→ Task
Can you copy the sermon passage below word for word, from start to finish?

→ Document section
========================================================================

Not just an eternal life, but a life worth living every moment from now till eternity.  This is what Jesus offers you.  Not just at the end of the rainbow, but in the here and now.  He offers you admittance into the Kingdom of God as a toddler bound to play with our Daddy, until Daddy brings us home with Him.  Jesus offers you to take the burdens from you, that you were never supposed to be carrying.  The burdens of survival, the burdens of removing sins, the burdens of thinking you had to do it all, or at least some portion of it.  You don’t.  Jesus will.  All Jesus needs, is for you to begin letting Him.  That is a promise you can test, and find He is faithful behind it.  For this Sermon was not just some random set of words by a random preacher.  It was taught by one having authority.  He was teaching subjects He knew about, for He is God and was God, and ever will be our God.
Common sense would deny us what faith alone can bring.  Common sense would keep us bound to sin, and living half-lives that are barely worth getting up in the mornings to face.  We are bound for radical transformation, that can happen in the here and now, as we learn to base our lives upon a Rock that does not change, yet remains perfectly relevant every day of our lives.  Faith in things that do not make sense, Faith in things that have no upper limit, Faith would see us live an infinite life with infinite possibilities, that is what Jesus offers.  Only a fool would reject it.  Only a fool would choose the failure of themselves, over the perfection Jesus can instill.  Our ability to change does not have to be confined with what we have seen in ourselves.  For the reason behind what we can change to become is not grounded in us, but rooted and grounded in the foundation of Jesus Christ.  That is the difference.  A radical change.  A radical transformation brought about within us, by something that is outside of us.
It does not matter if others have not done it.  It does not matter if we will be the first.  It does not matter if we cannot truly understand the how of how it works.  It only matters that we do allow Jesus to do what Jesus wants to do within each of us.  And we are given the freedom to love others, and let Jesus save them too.  In His own way, in His own time, Jesus will, Jesus must save them too, or they like us, will never be saved.  There is only one way to find this kind of transformation, this kind of path to perfection, it only comes through Jesus Christ.  It is not a threatening statement, it is a statement of cause and effect.  It is a statement of truth.  There is only one gift of salvation on the table from one God.  All others are counterfeits founded in the sand of self.  Let us not be foolish, but wise.  Let us pick up the gift, and cherish it.
And this Sermon had reached its end.

========================================================================

→ Listed records
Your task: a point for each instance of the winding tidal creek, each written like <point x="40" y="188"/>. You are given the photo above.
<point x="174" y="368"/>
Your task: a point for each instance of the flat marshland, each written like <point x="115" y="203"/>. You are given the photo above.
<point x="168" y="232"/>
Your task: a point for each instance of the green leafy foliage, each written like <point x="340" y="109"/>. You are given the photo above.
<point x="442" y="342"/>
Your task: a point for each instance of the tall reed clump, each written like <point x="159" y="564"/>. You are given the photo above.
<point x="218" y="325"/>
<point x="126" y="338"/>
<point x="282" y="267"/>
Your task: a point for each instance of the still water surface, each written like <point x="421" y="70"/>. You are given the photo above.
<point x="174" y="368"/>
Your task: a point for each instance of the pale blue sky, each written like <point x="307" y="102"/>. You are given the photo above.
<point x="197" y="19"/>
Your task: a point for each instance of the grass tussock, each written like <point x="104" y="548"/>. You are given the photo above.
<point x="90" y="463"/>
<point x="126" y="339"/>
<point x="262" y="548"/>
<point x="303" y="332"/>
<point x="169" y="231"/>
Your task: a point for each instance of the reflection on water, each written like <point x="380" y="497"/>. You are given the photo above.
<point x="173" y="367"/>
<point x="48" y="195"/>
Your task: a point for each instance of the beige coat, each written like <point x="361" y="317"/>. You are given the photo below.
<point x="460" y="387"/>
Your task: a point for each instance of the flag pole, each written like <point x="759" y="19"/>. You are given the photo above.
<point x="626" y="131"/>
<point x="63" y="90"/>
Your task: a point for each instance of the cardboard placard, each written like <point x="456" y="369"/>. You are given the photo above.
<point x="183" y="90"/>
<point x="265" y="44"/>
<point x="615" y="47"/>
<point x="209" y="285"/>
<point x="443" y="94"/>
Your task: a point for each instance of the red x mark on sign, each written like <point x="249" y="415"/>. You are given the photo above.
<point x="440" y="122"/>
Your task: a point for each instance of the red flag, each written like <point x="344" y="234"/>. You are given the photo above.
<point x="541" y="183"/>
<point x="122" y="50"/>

========================================================================

→ Response to the exercise
Not just an eternal life, but a life worth living every moment from now till eternity.  This is what Jesus offers you.  Not just at the end of the rainbow, but in the here and now.  He offers you admittance into the Kingdom of God as a toddler bound to play with our Daddy, until Daddy brings us home with Him.  Jesus offers you to take the burdens from you, that you were never supposed to be carrying.  The burdens of survival, the burdens of removing sins, the burdens of thinking you had to do it all, or at least some portion of it.  You don’t.  Jesus will.  All Jesus needs, is for you to begin letting Him.  That is a promise you can test, and find He is faithful behind it.  For this Sermon was not just some random set of words by a random preacher.  It was taught by one having authority.  He was teaching subjects He knew about, for He is God and was God, and ever will be our God.
Common sense would deny us what faith alone can bring.  Common sense would keep us bound to sin, and living half-lives that are barely worth getting up in the mornings to face.  We are bound for radical transformation, that can happen in the here and now, as we learn to base our lives upon a Rock that does not change, yet remains perfectly relevant every day of our lives.  Faith in things that do not make sense, Faith in things that have no upper limit, Faith would see us live an infinite life with infinite possibilities, that is what Jesus offers.  Only a fool would reject it.  Only a fool would choose the failure of themselves, over the perfection Jesus can instill.  Our ability to change does not have to be confined with what we have seen in ourselves.  For the reason behind what we can change to become is not grounded in us, but rooted and grounded in the foundation of Jesus Christ.  That is the difference.  A radical change.  A radical transformation brought about within us, by something that is outside of us.
It does not matter if others have not done it.  It does not matter if we will be the first.  It does not matter if we cannot truly understand the how of how it works.  It only matters that we do allow Jesus to do what Jesus wants to do within each of us.  And we are given the freedom to love others, and let Jesus save them too.  In His own way, in His own time, Jesus will, Jesus must save them too, or they like us, will never be saved.  There is only one way to find this kind of transformation, this kind of path to perfection, it only comes through Jesus Christ.  It is not a threatening statement, it is a statement of cause and effect.  It is a statement of truth.  There is only one gift of salvation on the table from one God.  All others are counterfeits founded in the sand of self.  Let us not be foolish, but wise.  Let us pick up the gift, and cherish it.
And this Sermon had reached its end.